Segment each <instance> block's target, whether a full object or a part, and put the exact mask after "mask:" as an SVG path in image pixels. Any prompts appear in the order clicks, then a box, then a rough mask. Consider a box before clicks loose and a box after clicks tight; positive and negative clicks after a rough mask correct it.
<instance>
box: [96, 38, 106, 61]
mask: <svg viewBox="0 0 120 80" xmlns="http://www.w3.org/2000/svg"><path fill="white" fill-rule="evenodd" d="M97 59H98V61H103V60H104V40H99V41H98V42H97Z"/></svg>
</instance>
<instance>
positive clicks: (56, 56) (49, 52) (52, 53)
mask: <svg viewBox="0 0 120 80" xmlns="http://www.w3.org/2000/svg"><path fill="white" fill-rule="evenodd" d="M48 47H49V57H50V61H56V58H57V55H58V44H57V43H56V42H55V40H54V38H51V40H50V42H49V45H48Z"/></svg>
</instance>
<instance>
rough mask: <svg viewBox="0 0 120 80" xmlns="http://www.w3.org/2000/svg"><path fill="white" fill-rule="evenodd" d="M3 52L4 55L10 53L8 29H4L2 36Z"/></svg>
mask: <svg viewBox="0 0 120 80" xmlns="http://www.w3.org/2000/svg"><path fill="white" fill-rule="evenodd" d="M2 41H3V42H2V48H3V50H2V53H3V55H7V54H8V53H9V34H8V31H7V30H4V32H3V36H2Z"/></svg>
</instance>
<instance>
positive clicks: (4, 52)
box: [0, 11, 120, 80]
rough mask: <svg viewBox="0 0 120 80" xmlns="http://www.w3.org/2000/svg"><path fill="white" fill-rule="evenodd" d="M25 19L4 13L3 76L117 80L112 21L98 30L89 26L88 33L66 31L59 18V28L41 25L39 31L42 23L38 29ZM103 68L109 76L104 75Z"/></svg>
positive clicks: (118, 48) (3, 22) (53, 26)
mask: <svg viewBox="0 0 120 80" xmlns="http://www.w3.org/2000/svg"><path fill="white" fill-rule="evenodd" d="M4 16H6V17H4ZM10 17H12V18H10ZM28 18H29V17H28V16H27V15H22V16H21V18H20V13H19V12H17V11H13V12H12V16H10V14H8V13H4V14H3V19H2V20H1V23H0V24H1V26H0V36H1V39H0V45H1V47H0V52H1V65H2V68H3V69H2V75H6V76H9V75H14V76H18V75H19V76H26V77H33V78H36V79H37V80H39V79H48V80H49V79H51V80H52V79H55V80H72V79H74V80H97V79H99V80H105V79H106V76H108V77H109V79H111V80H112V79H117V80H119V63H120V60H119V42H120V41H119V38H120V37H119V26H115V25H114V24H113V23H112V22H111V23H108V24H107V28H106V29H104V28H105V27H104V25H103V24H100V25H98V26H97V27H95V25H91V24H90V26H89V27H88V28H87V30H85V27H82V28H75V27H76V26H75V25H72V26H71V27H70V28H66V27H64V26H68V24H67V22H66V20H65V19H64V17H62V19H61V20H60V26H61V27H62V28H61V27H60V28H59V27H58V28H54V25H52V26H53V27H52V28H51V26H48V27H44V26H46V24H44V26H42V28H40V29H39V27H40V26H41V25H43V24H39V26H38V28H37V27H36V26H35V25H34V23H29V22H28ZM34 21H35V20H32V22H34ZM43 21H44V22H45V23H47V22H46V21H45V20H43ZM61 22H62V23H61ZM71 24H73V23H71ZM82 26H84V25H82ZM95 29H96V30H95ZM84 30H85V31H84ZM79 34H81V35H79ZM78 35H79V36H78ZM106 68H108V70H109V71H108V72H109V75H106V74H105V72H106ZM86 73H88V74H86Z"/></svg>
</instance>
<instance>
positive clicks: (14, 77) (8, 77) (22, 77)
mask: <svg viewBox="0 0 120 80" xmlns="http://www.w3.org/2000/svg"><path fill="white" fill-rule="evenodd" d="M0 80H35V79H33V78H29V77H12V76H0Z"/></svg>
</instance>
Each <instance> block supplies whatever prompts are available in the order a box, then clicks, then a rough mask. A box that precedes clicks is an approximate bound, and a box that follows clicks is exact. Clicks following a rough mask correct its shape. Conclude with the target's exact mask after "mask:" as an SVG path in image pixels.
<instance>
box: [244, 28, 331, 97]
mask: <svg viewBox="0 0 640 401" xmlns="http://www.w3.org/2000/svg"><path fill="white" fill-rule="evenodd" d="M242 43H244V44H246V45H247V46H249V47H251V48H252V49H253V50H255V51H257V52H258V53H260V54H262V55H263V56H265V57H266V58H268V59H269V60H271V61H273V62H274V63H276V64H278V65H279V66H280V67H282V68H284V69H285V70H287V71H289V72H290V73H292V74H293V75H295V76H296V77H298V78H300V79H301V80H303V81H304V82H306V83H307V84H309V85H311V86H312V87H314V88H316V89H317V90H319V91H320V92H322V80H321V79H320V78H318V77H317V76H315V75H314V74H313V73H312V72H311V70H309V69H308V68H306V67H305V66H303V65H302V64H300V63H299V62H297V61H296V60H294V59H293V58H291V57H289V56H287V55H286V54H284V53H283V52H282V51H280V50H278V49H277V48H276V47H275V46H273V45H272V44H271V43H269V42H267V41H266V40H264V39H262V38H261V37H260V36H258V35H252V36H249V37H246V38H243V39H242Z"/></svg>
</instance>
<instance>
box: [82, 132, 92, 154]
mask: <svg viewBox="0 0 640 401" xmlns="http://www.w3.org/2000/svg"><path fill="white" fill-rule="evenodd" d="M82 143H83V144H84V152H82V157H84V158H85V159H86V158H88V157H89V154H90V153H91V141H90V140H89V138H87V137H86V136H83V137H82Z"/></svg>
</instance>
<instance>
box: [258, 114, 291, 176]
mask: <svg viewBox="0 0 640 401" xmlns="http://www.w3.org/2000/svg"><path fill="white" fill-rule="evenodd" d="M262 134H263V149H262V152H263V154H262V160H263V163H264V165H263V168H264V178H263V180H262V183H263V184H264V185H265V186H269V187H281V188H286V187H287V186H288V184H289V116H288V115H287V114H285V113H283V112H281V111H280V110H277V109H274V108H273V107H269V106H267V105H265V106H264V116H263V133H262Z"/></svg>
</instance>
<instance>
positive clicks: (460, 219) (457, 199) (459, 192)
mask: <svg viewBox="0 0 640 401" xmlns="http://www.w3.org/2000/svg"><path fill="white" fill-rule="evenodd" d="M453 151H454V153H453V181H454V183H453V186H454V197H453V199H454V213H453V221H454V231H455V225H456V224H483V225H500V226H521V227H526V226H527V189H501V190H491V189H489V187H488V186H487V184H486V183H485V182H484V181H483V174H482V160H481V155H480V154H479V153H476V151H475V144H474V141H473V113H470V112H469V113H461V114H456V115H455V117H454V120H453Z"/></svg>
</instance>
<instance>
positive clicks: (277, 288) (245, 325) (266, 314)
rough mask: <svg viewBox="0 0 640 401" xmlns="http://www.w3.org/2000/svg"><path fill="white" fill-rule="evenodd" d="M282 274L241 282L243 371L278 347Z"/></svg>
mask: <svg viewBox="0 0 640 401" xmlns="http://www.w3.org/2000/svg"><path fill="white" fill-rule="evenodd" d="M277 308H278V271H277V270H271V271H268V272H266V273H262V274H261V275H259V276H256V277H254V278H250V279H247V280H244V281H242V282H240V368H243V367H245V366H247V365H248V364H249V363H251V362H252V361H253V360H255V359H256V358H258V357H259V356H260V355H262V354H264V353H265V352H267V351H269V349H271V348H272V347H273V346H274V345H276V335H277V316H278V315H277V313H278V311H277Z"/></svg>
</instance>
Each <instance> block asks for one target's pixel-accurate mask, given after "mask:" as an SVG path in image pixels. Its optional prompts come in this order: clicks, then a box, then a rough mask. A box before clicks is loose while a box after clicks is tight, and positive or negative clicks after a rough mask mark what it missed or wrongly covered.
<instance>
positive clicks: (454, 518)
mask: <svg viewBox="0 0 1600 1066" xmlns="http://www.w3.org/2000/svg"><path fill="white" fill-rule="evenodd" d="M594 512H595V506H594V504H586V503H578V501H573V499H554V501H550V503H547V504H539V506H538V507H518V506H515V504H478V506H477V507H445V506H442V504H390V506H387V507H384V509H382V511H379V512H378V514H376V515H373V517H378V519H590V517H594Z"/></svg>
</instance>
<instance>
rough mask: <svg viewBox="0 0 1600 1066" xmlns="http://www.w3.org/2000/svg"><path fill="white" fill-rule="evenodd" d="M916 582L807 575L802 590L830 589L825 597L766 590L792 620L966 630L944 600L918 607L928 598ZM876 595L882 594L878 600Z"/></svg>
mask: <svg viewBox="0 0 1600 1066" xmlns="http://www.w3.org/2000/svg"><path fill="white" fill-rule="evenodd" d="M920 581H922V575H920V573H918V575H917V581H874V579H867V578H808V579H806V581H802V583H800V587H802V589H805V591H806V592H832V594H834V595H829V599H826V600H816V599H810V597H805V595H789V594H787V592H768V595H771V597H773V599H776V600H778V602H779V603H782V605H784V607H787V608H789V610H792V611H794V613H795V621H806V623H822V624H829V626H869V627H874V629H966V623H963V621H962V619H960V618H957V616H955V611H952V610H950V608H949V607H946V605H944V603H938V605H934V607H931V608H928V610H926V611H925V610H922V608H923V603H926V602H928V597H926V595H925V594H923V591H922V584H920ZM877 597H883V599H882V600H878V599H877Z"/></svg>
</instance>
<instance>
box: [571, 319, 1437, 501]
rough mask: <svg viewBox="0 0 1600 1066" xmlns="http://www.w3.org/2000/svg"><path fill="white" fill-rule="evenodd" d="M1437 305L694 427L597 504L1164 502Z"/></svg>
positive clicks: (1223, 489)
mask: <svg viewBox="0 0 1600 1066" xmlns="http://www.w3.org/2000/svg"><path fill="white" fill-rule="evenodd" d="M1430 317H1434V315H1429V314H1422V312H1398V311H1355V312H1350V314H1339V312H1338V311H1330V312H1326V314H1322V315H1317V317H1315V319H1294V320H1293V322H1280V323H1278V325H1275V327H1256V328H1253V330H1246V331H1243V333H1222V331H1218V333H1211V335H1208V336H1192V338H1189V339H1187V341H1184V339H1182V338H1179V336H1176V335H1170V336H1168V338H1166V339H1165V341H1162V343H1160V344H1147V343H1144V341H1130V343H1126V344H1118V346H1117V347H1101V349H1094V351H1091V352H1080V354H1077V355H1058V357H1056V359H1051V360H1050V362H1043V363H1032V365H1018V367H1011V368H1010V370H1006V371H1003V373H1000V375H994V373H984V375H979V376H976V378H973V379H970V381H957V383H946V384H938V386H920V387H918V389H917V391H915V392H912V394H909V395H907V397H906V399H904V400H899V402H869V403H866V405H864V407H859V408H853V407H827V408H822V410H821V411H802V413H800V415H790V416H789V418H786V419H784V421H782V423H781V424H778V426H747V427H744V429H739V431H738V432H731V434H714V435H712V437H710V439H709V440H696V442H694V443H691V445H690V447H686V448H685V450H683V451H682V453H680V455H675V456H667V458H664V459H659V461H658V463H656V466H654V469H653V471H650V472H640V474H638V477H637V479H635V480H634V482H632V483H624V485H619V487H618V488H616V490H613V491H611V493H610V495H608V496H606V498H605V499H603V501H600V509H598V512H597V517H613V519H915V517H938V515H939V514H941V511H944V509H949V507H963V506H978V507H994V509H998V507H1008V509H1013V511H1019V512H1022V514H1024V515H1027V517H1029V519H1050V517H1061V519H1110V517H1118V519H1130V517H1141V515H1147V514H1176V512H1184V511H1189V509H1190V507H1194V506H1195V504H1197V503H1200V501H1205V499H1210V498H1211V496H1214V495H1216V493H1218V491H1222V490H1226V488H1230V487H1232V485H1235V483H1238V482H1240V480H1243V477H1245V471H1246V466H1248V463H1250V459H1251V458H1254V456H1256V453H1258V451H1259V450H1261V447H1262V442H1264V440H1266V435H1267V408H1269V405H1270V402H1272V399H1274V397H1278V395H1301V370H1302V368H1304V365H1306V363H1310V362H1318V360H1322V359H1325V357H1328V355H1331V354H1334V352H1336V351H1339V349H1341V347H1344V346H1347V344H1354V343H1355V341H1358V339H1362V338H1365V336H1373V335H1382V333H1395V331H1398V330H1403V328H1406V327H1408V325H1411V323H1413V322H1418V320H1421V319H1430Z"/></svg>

YOUR GOAL> A word-for-word copy of the lines above from the one with "box: [96, 38, 106, 61]" through the one with "19L4 13L3 76L117", inclusive, is the only output wanted.

ANSWER TO THIS PROBLEM>
box: [96, 38, 106, 61]
mask: <svg viewBox="0 0 120 80" xmlns="http://www.w3.org/2000/svg"><path fill="white" fill-rule="evenodd" d="M97 59H98V61H103V60H104V40H99V41H98V42H97Z"/></svg>
</instance>
<instance>
positive clicks: (56, 56) (49, 52) (52, 53)
mask: <svg viewBox="0 0 120 80" xmlns="http://www.w3.org/2000/svg"><path fill="white" fill-rule="evenodd" d="M48 47H49V57H50V61H56V58H57V55H58V44H57V43H56V42H55V40H54V38H51V40H50V42H49V45H48Z"/></svg>
</instance>
<instance>
rough mask: <svg viewBox="0 0 120 80" xmlns="http://www.w3.org/2000/svg"><path fill="white" fill-rule="evenodd" d="M3 52L4 55L10 53L8 29H4L2 36Z"/></svg>
mask: <svg viewBox="0 0 120 80" xmlns="http://www.w3.org/2000/svg"><path fill="white" fill-rule="evenodd" d="M2 41H3V42H2V48H3V50H2V53H3V55H7V54H8V53H9V34H8V31H7V30H4V32H3V36H2Z"/></svg>
</instance>
<instance>
positive clicks: (4, 52)
box: [0, 11, 120, 80]
rough mask: <svg viewBox="0 0 120 80" xmlns="http://www.w3.org/2000/svg"><path fill="white" fill-rule="evenodd" d="M25 19L4 13L3 76L117 80L112 21L98 30L89 26L88 33L66 31L59 18V28L41 25L39 31L42 23L38 29ZM103 68L109 76L104 75Z"/></svg>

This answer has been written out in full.